Set exercise:
Convert the lines below into a JSON array of strings, with one string per line and no blank lines.

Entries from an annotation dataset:
════

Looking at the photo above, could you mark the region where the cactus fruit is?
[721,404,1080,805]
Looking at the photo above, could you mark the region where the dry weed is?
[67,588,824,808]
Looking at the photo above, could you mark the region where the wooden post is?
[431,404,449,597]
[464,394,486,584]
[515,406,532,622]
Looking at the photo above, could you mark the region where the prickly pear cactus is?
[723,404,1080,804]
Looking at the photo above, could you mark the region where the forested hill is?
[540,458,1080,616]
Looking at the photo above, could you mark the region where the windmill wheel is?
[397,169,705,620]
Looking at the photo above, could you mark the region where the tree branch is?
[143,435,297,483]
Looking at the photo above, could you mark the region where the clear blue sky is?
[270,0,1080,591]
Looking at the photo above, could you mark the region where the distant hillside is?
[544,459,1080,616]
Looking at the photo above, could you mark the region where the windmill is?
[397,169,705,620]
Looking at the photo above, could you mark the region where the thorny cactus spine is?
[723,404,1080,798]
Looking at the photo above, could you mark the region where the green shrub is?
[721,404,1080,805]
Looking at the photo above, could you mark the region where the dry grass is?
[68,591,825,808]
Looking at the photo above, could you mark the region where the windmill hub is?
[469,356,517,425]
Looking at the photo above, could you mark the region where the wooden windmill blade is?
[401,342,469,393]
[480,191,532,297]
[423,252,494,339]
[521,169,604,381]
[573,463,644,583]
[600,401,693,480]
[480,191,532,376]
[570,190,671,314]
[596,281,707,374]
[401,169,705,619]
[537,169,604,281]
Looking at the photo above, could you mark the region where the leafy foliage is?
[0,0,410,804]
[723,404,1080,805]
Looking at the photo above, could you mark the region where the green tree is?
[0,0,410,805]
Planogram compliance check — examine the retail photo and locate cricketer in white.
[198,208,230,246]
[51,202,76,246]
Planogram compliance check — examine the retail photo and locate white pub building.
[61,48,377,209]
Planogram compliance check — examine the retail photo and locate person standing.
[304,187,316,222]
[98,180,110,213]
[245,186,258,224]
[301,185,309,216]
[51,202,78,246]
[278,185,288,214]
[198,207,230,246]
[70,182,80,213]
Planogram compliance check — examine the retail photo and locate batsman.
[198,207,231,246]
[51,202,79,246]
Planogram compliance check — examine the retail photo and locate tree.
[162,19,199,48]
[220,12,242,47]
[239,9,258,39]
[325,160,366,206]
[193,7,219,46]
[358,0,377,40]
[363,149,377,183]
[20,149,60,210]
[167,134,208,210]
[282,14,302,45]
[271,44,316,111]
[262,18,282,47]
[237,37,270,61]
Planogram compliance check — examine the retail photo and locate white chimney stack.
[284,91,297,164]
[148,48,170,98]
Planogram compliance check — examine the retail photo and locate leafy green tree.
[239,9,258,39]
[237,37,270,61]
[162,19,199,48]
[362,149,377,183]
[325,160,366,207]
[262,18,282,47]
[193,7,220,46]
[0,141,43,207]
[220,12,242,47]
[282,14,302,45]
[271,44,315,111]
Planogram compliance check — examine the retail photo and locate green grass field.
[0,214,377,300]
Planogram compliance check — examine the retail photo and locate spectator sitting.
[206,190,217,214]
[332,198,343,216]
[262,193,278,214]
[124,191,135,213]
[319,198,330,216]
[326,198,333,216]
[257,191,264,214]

════

Exercise result:
[
  "Looking at the photo above, could you mark the region where the cactus fruit is?",
  "[721,404,1080,805]",
  "Looking at the photo above, could you mark the region where the dry weed is?",
  "[67,588,824,808]",
  "Looking at the photo above, could you mark the region where the wooden post is?",
  "[431,404,449,597]",
  "[464,394,486,584]",
  "[515,406,532,622]",
  "Looking at the photo above, could you mark the region where the prickly pear cactus is?",
  "[723,404,1080,804]",
  "Looking at the photo above, could you mark the region where the forested hill is?",
  "[540,458,1080,616]",
  "Looking at the photo above, could you mark the region where the windmill wheel is?",
  "[397,169,705,620]",
  "Looking at the photo above, could you mark the region where the tree branch is?",
  "[143,435,297,483]",
  "Looking at the photo above, could you mark the region where the clear blue sky is?",
  "[270,0,1080,591]",
  "Looking at the photo above, could you mark the region where the distant hillside is?",
  "[544,459,1080,616]",
  "Looking at the photo above, could you mark the region where the windmill is?",
  "[397,169,705,620]",
  "Looking at the photo above, could you mark the region where the thorny cactus spine is?",
  "[723,404,1080,798]",
  "Looking at the photo above, could you mark the region where the green shrub is?",
  "[721,404,1080,805]",
  "Looking at the photo above, could you mark the region where the dry grass is?",
  "[68,591,825,808]",
  "Looking at the photo above, could you mark the region where the windmill hub is?",
  "[469,356,517,425]",
  "Looking at the photo above, could you mark the region where the wooden windmill blade is?",
  "[401,342,469,393]",
  "[480,191,532,297]",
  "[423,252,494,339]",
  "[521,169,604,381]",
  "[573,463,644,583]",
  "[600,401,693,480]",
  "[480,191,532,376]",
  "[570,190,671,314]",
  "[596,281,707,374]",
  "[401,169,705,619]",
  "[537,169,604,281]",
  "Looking at the photo above, could you mark the region where the leafy foliage is?",
  "[0,0,410,804]",
  "[723,404,1080,805]",
  "Looking at the photo above, could you mark the region where the green tree is?",
  "[0,0,410,805]",
  "Planogram compliance check — examine the retail photo and locate cricketer in white.",
  "[198,208,230,246]",
  "[51,202,76,246]",
  "Planogram compliance check — examine the retail photo and locate white pub building.",
  "[61,48,377,209]",
  "Planogram compliance check — examine the retail photo and locate person standing.",
  "[304,187,316,222]",
  "[98,180,110,213]",
  "[245,186,258,224]",
  "[301,185,309,216]",
  "[51,202,78,246]",
  "[278,185,288,214]",
  "[198,207,230,246]",
  "[70,182,80,213]",
  "Planogram compliance check — examine the retail photo and locate batsman.",
  "[198,207,231,246]",
  "[51,202,79,246]",
  "Planogram compliance check — examine the retail photo and locate tree.",
  "[162,19,199,48]",
  "[220,12,242,47]",
  "[239,9,258,39]",
  "[325,160,366,206]",
  "[193,7,219,46]",
  "[358,0,377,40]",
  "[363,149,377,183]",
  "[20,149,60,210]",
  "[167,134,208,210]",
  "[282,14,302,45]",
  "[271,44,316,111]",
  "[262,18,282,47]",
  "[237,37,270,61]",
  "Planogram compliance check — examine the retail photo and locate white chimney stack.",
  "[284,91,297,164]",
  "[148,48,170,98]",
  "Planogram compliance check — examine the retail photo and locate leafy green tree.",
  "[239,9,258,39]",
  "[237,37,270,61]",
  "[162,19,199,48]",
  "[362,149,377,183]",
  "[325,160,366,207]",
  "[262,18,282,47]",
  "[193,7,220,46]",
  "[0,141,43,207]",
  "[220,12,242,47]",
  "[282,14,302,45]",
  "[271,44,315,111]",
  "Planogram compliance check — examine the retail photo and locate green grass field.",
  "[0,214,377,300]",
  "Planogram compliance check — examine the retail photo and locate spectator sitting.",
  "[206,190,217,214]",
  "[332,198,343,216]",
  "[262,193,278,214]",
  "[124,191,135,213]",
  "[319,198,330,216]",
  "[326,198,333,216]",
  "[257,191,264,214]"
]